DOCUMENT EXCERPT START
After undergoing treatment, women with young-onset breast cancer and BRCA mutations had similar survival rates as those women who were not mutation carriers, according to the results of a prospective study.
After undergoing treatment, women with young-onset breast cancer and BRCA mutations had similar survival rates as those women who were not mutation carriers, according to the results of a prospective study published in Lancet Oncology.
Previous studies or meta-analyses comparing outcomes in women with BRCA1 and BRCA2 mutations and those with sporadic breast cancer have reported inconsistent effects of these mutations on patient outcomes. The Prospective Outcomes in Sporadic vs Hereditary breast cancer (POSH) study recruited 2,733 young women with breast cancer between 2000 and 2008. At that time, BRCA testing and risk-reducing surgery were not routine for early breast cancer.
Diana M. Eccles, MD, University of Southampton and University Hospital Southampton NHS Foundation Trust, United Kingdom, and colleagues looked at survival following treatment for the initial breast cancer diagnosed only.
DOCUMENT EXCERPT END
RECORDS START
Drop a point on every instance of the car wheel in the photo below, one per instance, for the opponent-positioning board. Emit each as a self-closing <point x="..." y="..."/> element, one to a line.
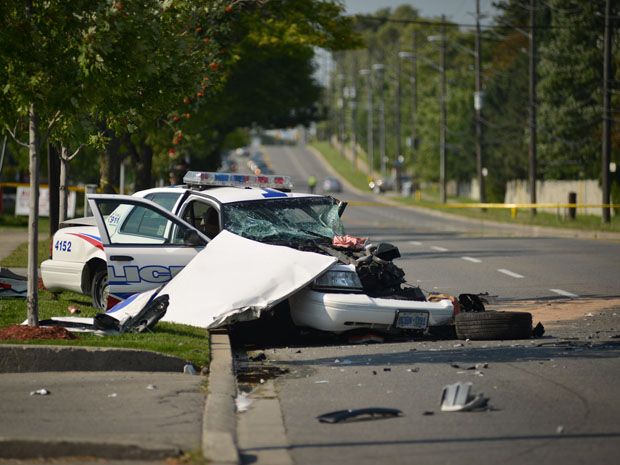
<point x="100" y="289"/>
<point x="481" y="326"/>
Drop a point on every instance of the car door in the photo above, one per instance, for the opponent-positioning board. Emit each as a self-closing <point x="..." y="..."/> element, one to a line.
<point x="145" y="245"/>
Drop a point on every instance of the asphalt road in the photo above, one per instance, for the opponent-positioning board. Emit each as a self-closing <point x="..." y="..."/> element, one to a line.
<point x="554" y="400"/>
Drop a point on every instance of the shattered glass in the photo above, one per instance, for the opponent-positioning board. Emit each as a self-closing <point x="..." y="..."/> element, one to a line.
<point x="295" y="222"/>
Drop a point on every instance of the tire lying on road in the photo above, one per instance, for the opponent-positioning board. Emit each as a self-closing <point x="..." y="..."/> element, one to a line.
<point x="480" y="326"/>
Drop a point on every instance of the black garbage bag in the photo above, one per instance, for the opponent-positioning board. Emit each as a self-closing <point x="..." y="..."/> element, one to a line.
<point x="380" y="277"/>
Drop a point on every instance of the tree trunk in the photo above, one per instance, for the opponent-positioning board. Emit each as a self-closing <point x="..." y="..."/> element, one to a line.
<point x="62" y="188"/>
<point x="53" y="180"/>
<point x="32" y="295"/>
<point x="142" y="157"/>
<point x="110" y="164"/>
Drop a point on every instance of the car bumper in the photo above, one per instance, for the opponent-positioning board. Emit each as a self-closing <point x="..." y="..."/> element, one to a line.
<point x="344" y="312"/>
<point x="62" y="276"/>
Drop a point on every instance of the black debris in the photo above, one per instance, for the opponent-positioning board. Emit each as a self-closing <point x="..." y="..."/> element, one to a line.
<point x="538" y="330"/>
<point x="371" y="413"/>
<point x="258" y="358"/>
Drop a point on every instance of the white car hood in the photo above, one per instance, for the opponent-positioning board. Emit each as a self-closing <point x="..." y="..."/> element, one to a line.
<point x="234" y="279"/>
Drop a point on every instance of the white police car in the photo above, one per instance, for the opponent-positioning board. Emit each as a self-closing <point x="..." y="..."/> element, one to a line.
<point x="147" y="238"/>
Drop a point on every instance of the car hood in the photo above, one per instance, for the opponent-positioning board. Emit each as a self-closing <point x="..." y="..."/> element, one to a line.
<point x="233" y="279"/>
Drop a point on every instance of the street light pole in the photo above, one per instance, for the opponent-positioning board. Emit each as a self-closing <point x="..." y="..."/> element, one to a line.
<point x="369" y="131"/>
<point x="442" y="123"/>
<point x="532" y="103"/>
<point x="379" y="68"/>
<point x="397" y="158"/>
<point x="414" y="93"/>
<point x="606" y="146"/>
<point x="478" y="102"/>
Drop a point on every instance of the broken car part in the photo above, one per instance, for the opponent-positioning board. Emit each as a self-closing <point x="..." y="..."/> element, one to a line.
<point x="371" y="413"/>
<point x="491" y="325"/>
<point x="457" y="398"/>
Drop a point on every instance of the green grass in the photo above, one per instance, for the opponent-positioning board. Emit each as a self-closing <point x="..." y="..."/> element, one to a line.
<point x="186" y="342"/>
<point x="19" y="257"/>
<point x="430" y="199"/>
<point x="342" y="166"/>
<point x="13" y="223"/>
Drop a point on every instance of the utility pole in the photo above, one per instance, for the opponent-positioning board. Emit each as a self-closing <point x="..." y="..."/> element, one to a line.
<point x="354" y="113"/>
<point x="442" y="122"/>
<point x="478" y="102"/>
<point x="379" y="68"/>
<point x="369" y="129"/>
<point x="341" y="112"/>
<point x="532" y="151"/>
<point x="606" y="146"/>
<point x="397" y="157"/>
<point x="414" y="94"/>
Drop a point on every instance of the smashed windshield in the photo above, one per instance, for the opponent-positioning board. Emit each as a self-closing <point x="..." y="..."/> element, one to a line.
<point x="285" y="221"/>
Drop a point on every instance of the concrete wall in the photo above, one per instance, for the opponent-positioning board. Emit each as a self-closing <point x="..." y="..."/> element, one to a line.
<point x="588" y="191"/>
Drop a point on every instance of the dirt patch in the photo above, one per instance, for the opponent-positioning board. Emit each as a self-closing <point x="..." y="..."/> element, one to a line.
<point x="22" y="332"/>
<point x="549" y="313"/>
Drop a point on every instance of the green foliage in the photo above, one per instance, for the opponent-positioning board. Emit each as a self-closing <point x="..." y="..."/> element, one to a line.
<point x="570" y="91"/>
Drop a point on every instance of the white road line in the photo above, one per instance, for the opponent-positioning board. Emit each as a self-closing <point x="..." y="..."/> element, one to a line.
<point x="510" y="273"/>
<point x="564" y="293"/>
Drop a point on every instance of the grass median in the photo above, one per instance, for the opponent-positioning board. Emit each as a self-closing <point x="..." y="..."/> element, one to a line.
<point x="185" y="342"/>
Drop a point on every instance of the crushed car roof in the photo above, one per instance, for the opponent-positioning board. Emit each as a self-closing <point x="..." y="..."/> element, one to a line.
<point x="234" y="194"/>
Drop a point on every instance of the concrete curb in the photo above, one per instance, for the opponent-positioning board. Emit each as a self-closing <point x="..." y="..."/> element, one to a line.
<point x="35" y="359"/>
<point x="219" y="435"/>
<point x="20" y="449"/>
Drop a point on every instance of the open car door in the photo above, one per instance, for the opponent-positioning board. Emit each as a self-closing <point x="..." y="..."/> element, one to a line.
<point x="145" y="245"/>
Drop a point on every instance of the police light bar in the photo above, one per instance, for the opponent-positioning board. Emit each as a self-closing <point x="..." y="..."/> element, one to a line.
<point x="204" y="178"/>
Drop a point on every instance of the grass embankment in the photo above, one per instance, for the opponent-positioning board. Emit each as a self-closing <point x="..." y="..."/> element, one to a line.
<point x="19" y="257"/>
<point x="430" y="199"/>
<point x="185" y="342"/>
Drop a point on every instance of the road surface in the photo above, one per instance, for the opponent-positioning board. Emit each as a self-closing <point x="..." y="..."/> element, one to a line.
<point x="553" y="399"/>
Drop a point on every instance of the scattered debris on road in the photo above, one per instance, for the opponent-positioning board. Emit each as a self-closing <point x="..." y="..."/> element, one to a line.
<point x="40" y="392"/>
<point x="363" y="414"/>
<point x="457" y="398"/>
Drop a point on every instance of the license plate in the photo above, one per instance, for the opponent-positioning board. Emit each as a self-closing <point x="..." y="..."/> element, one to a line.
<point x="408" y="319"/>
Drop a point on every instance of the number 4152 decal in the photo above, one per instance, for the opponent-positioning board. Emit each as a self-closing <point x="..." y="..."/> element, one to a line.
<point x="63" y="246"/>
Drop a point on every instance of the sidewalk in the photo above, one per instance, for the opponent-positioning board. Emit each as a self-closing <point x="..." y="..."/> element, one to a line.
<point x="114" y="404"/>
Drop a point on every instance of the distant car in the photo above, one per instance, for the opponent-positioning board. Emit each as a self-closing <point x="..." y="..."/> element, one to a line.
<point x="331" y="184"/>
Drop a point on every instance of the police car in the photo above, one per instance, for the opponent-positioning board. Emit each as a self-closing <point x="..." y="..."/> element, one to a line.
<point x="142" y="241"/>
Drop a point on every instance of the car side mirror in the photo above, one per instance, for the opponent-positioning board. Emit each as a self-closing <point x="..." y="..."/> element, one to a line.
<point x="192" y="239"/>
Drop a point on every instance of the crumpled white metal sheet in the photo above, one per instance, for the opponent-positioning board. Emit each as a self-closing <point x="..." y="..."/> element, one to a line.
<point x="235" y="279"/>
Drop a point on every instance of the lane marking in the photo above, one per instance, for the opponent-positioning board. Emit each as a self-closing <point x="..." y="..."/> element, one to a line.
<point x="510" y="273"/>
<point x="564" y="293"/>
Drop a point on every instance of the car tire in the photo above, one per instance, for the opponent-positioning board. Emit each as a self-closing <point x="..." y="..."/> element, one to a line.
<point x="483" y="326"/>
<point x="99" y="288"/>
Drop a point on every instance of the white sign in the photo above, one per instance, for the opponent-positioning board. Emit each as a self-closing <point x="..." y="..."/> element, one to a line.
<point x="22" y="202"/>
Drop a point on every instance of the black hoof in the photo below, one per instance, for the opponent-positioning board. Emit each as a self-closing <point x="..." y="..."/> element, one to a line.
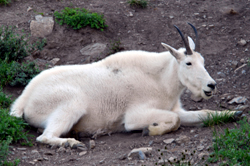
<point x="145" y="132"/>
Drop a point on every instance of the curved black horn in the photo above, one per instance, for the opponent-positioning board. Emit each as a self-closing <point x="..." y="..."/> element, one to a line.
<point x="197" y="41"/>
<point x="189" y="52"/>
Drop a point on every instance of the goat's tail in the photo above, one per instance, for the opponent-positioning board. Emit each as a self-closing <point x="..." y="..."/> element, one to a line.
<point x="17" y="108"/>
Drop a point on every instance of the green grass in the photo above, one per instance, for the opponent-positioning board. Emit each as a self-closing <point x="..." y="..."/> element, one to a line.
<point x="232" y="148"/>
<point x="11" y="130"/>
<point x="78" y="18"/>
<point x="216" y="119"/>
<point x="5" y="2"/>
<point x="13" y="48"/>
<point x="138" y="3"/>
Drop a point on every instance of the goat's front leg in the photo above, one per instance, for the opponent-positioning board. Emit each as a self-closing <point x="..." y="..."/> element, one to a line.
<point x="151" y="121"/>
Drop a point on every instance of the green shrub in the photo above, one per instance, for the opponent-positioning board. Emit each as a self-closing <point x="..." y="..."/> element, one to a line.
<point x="16" y="74"/>
<point x="138" y="3"/>
<point x="232" y="147"/>
<point x="5" y="2"/>
<point x="4" y="100"/>
<point x="78" y="18"/>
<point x="215" y="119"/>
<point x="14" y="47"/>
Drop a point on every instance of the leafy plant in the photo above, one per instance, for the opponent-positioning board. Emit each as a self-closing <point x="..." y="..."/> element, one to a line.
<point x="78" y="18"/>
<point x="4" y="100"/>
<point x="5" y="2"/>
<point x="14" y="47"/>
<point x="15" y="73"/>
<point x="232" y="147"/>
<point x="215" y="119"/>
<point x="138" y="3"/>
<point x="115" y="47"/>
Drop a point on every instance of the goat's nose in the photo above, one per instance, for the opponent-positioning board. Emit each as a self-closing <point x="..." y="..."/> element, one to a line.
<point x="212" y="85"/>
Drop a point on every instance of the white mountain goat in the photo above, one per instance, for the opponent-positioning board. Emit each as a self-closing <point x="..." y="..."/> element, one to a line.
<point x="130" y="90"/>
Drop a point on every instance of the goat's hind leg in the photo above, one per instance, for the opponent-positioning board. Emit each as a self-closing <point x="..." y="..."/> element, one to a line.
<point x="152" y="121"/>
<point x="60" y="122"/>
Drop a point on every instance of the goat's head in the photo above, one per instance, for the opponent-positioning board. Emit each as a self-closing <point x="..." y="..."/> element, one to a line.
<point x="191" y="70"/>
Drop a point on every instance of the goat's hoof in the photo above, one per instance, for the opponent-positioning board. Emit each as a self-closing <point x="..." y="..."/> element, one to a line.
<point x="145" y="131"/>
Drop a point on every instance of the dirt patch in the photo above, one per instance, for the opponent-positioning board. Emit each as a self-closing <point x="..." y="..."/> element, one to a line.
<point x="221" y="25"/>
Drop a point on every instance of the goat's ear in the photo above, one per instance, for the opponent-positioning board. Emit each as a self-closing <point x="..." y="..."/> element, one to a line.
<point x="172" y="50"/>
<point x="191" y="43"/>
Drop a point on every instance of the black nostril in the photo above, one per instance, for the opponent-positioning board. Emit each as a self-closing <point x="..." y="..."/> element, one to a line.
<point x="212" y="86"/>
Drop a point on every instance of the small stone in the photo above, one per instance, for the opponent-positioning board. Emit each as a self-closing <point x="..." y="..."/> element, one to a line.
<point x="61" y="149"/>
<point x="221" y="75"/>
<point x="195" y="98"/>
<point x="200" y="148"/>
<point x="172" y="159"/>
<point x="192" y="131"/>
<point x="168" y="141"/>
<point x="134" y="152"/>
<point x="22" y="149"/>
<point x="234" y="64"/>
<point x="92" y="144"/>
<point x="42" y="26"/>
<point x="238" y="100"/>
<point x="242" y="42"/>
<point x="29" y="9"/>
<point x="202" y="155"/>
<point x="182" y="139"/>
<point x="123" y="156"/>
<point x="142" y="156"/>
<point x="34" y="151"/>
<point x="82" y="153"/>
<point x="93" y="49"/>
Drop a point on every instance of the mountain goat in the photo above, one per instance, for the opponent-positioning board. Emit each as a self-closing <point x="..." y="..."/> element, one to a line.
<point x="130" y="90"/>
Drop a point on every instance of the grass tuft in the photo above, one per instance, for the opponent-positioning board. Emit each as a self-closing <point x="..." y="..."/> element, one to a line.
<point x="5" y="2"/>
<point x="232" y="147"/>
<point x="78" y="18"/>
<point x="218" y="118"/>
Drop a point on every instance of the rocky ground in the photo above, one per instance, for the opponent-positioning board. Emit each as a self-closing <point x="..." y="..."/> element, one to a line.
<point x="224" y="32"/>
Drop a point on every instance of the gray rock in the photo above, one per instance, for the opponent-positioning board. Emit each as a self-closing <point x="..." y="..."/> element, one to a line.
<point x="42" y="26"/>
<point x="168" y="141"/>
<point x="234" y="64"/>
<point x="142" y="156"/>
<point x="202" y="155"/>
<point x="91" y="144"/>
<point x="135" y="152"/>
<point x="93" y="49"/>
<point x="238" y="100"/>
<point x="82" y="153"/>
<point x="242" y="42"/>
<point x="221" y="75"/>
<point x="242" y="107"/>
<point x="182" y="139"/>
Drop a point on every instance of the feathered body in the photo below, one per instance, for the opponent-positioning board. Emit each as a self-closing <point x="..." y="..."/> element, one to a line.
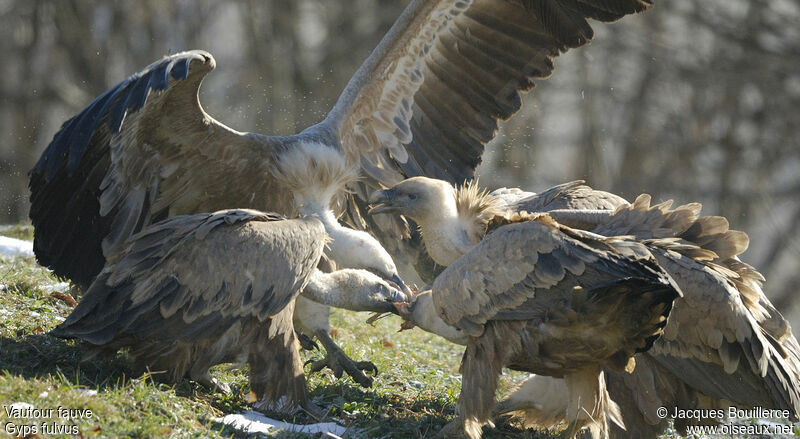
<point x="196" y="290"/>
<point x="724" y="343"/>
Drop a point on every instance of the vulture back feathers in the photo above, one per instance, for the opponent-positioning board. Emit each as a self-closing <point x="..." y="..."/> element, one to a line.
<point x="425" y="102"/>
<point x="537" y="296"/>
<point x="196" y="290"/>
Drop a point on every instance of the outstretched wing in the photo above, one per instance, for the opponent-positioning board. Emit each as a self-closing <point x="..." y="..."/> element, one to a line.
<point x="194" y="275"/>
<point x="503" y="277"/>
<point x="724" y="337"/>
<point x="572" y="195"/>
<point x="430" y="95"/>
<point x="142" y="151"/>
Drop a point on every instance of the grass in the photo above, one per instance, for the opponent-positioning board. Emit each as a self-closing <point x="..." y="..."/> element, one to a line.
<point x="413" y="395"/>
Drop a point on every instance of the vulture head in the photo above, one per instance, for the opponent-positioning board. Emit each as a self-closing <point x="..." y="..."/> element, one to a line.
<point x="316" y="176"/>
<point x="451" y="220"/>
<point x="419" y="198"/>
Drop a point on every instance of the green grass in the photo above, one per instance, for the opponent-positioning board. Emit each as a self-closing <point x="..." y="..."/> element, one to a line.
<point x="19" y="231"/>
<point x="413" y="395"/>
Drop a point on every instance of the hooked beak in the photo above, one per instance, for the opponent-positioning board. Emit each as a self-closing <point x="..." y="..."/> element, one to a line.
<point x="382" y="202"/>
<point x="407" y="291"/>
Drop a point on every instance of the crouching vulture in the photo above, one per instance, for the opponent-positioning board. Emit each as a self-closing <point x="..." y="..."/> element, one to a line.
<point x="725" y="344"/>
<point x="537" y="296"/>
<point x="424" y="102"/>
<point x="196" y="290"/>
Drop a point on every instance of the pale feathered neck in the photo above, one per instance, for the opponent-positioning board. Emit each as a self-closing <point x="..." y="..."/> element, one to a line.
<point x="316" y="174"/>
<point x="458" y="222"/>
<point x="475" y="207"/>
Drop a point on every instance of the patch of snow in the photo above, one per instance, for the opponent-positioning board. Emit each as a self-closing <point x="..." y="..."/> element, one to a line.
<point x="58" y="286"/>
<point x="255" y="422"/>
<point x="15" y="247"/>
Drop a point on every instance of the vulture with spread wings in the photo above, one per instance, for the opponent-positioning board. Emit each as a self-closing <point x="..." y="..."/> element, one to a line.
<point x="423" y="103"/>
<point x="196" y="290"/>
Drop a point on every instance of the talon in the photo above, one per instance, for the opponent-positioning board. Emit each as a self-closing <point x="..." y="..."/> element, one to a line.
<point x="307" y="342"/>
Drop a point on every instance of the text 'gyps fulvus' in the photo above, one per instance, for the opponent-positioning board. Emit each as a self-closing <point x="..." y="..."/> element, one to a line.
<point x="423" y="103"/>
<point x="197" y="290"/>
<point x="724" y="343"/>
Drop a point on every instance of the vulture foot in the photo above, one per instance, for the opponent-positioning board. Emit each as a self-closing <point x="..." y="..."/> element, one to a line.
<point x="336" y="360"/>
<point x="306" y="342"/>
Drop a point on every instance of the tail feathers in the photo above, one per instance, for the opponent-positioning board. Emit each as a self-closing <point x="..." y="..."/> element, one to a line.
RECORDS END
# EXERCISE SET
[A] Revise the passage of the BRCA survival report between "Previous studies or" and "early breast cancer.", inclusive, substituting "preventive surgery" for "risk-reducing surgery".
[B] Determine whether each statement agrees with the BRCA survival report, answering yes or no and quoting the deciding words: (i) The POSH study recruited its participants between 2000 and 2008. (ii) BRCA testing was routine for early breast cancer when the POSH study recruited its participants. (iii) The study was published in Lancet Oncology.

# PER-TASK ANSWERS
[A]
Previous studies or meta-analyses comparing outcomes in women with BRCA1 and BRCA2 mutations and those with sporadic breast cancer have reported inconsistent effects of these mutations on patient outcomes. The Prospective Outcomes in Sporadic vs Hereditary breast cancer (POSH) study recruited 2,733 young women with breast cancer between 2000 and 2008. At that time, BRCA testing and preventive surgery were not routine for early breast cancer.

[B]
(i) Yes: "recruited 2,733 young women with breast cancer between 2000 and 2008"
(ii) No: "BRCA testing and risk-reducing surgery were not routine for early breast cancer"
(iii) Yes: "published in Lancet Oncology"